_EXCERPTED TEXT_:
"""
I referred a few weeks ago to the controversy surrounding recommendations for the frequency of mammograms. A conversation over the weekend reminds me that there’s a similar fog surrounding the change in guidelines for Pap guidelines, introduced about two years ago and now working its way through health insurance policies.
We used to all take for granted that our annual Pap screen was the centerpiece of our annual physical exam. In fact, many women calling my office for appointments referred to the appointment that way: “my annual Pap test.” And the prevalence of annual Pap screenings did have an effect, lowering the cervical cancer rate in the U.S. by more than 50 percent over the past 30 years, according to the American Congress of Obstetricians and Gynecologists (ACOG).
Current guidelines call for Pap screening every three to five years, depending on your age and other health conditions—and there’s a lot of agreement about that from the American Cancer Society, ACOG, the American Society for Clinical Pathology, and, likely, your insurance company.
But! This doesn’t mean that there’s no need for an annual “well-woman” visit, including a pelvic exam. Exactly what happens at each annual visit should vary according to your age and your health history. What’s common, though, in addition to updating overall health statistics, is a thorough inspection of the vulva and vagina, including palpation of the area, including the lower abdomen, rectal, and bladder regions. We’re looking for any early indication of abnormality, but if your general health is such that you wouldn’t treat a condition if discovered, no further evaluation is necessary. A clinical breast exam is also part of the annual exam.
In addition to the “clinical” part of the exam, though, there are benefits that you can especially appreciate as you navigate perimenopause and menopause. First, your body is changing, so having an annual “date” to check in on your body helps you be aware of what’s happening. When you share your observations with your provider—which I hope you do—they’ll be part of your medical record, which gives you both a view of trends over time. With our busy lives (jobs, parents, kids, grandkids, volunteer projects), without a checkpoint, we can find we’re simply adapting to changes without even being conscious of them.
"""
Excerpts from a dataset
"""
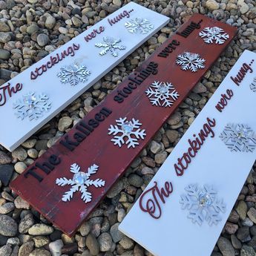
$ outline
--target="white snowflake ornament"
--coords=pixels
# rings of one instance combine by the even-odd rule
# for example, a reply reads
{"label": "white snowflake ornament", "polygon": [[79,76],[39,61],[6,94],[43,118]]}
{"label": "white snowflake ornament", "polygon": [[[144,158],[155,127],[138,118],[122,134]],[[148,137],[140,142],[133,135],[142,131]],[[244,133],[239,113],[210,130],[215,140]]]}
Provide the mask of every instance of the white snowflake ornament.
{"label": "white snowflake ornament", "polygon": [[133,118],[131,121],[127,121],[126,117],[120,117],[116,122],[117,125],[111,125],[108,128],[108,135],[114,135],[111,140],[114,145],[118,145],[121,148],[122,145],[126,144],[128,148],[135,148],[139,145],[138,140],[144,140],[146,134],[145,130],[139,128],[142,125],[139,120]]}
{"label": "white snowflake ornament", "polygon": [[171,107],[179,94],[171,82],[155,81],[145,91],[153,105]]}
{"label": "white snowflake ornament", "polygon": [[95,46],[103,48],[103,50],[99,52],[99,55],[105,55],[110,51],[113,56],[117,57],[119,50],[126,49],[125,46],[119,45],[121,41],[121,39],[115,39],[113,37],[103,37],[104,42],[96,43]]}
{"label": "white snowflake ornament", "polygon": [[191,184],[185,190],[186,194],[181,195],[180,203],[182,209],[188,211],[188,218],[193,223],[201,226],[206,221],[211,226],[221,221],[220,214],[226,211],[226,205],[217,197],[212,186],[205,185],[200,188],[197,184]]}
{"label": "white snowflake ornament", "polygon": [[229,36],[219,27],[205,27],[199,36],[203,39],[207,44],[223,45],[225,41],[229,39]]}
{"label": "white snowflake ornament", "polygon": [[99,166],[93,165],[89,167],[87,172],[80,171],[80,166],[76,163],[70,165],[70,172],[73,174],[72,179],[67,179],[66,177],[58,178],[56,180],[56,183],[62,187],[70,185],[71,188],[62,196],[62,201],[70,201],[75,192],[79,191],[82,194],[81,199],[86,203],[91,201],[91,193],[88,191],[88,188],[91,186],[94,186],[96,188],[103,187],[105,186],[105,180],[101,179],[90,180],[92,174],[98,171]]}
{"label": "white snowflake ornament", "polygon": [[85,65],[79,65],[75,63],[73,66],[62,67],[61,72],[57,73],[60,78],[60,82],[63,84],[70,84],[74,86],[79,82],[85,82],[88,80],[88,76],[91,72]]}
{"label": "white snowflake ornament", "polygon": [[250,85],[250,89],[255,93],[256,92],[256,77],[254,78],[253,82]]}
{"label": "white snowflake ornament", "polygon": [[256,148],[255,132],[246,125],[228,124],[220,138],[232,151],[252,152]]}
{"label": "white snowflake ornament", "polygon": [[49,96],[45,93],[37,94],[35,92],[29,92],[13,103],[13,109],[16,111],[15,114],[22,120],[25,117],[28,117],[30,121],[36,120],[50,108]]}
{"label": "white snowflake ornament", "polygon": [[125,23],[125,27],[132,33],[145,34],[154,28],[148,19],[136,18]]}
{"label": "white snowflake ornament", "polygon": [[176,59],[176,64],[181,66],[183,70],[190,70],[192,72],[197,72],[199,69],[205,68],[205,62],[206,60],[201,59],[199,54],[188,51],[179,54]]}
"""
_EXERCISE DESCRIPTION_: According to the excerpted text, how often do current guidelines call for Pap screening?

_RESPONSE_: Every three to five years, depending on age and other health conditions.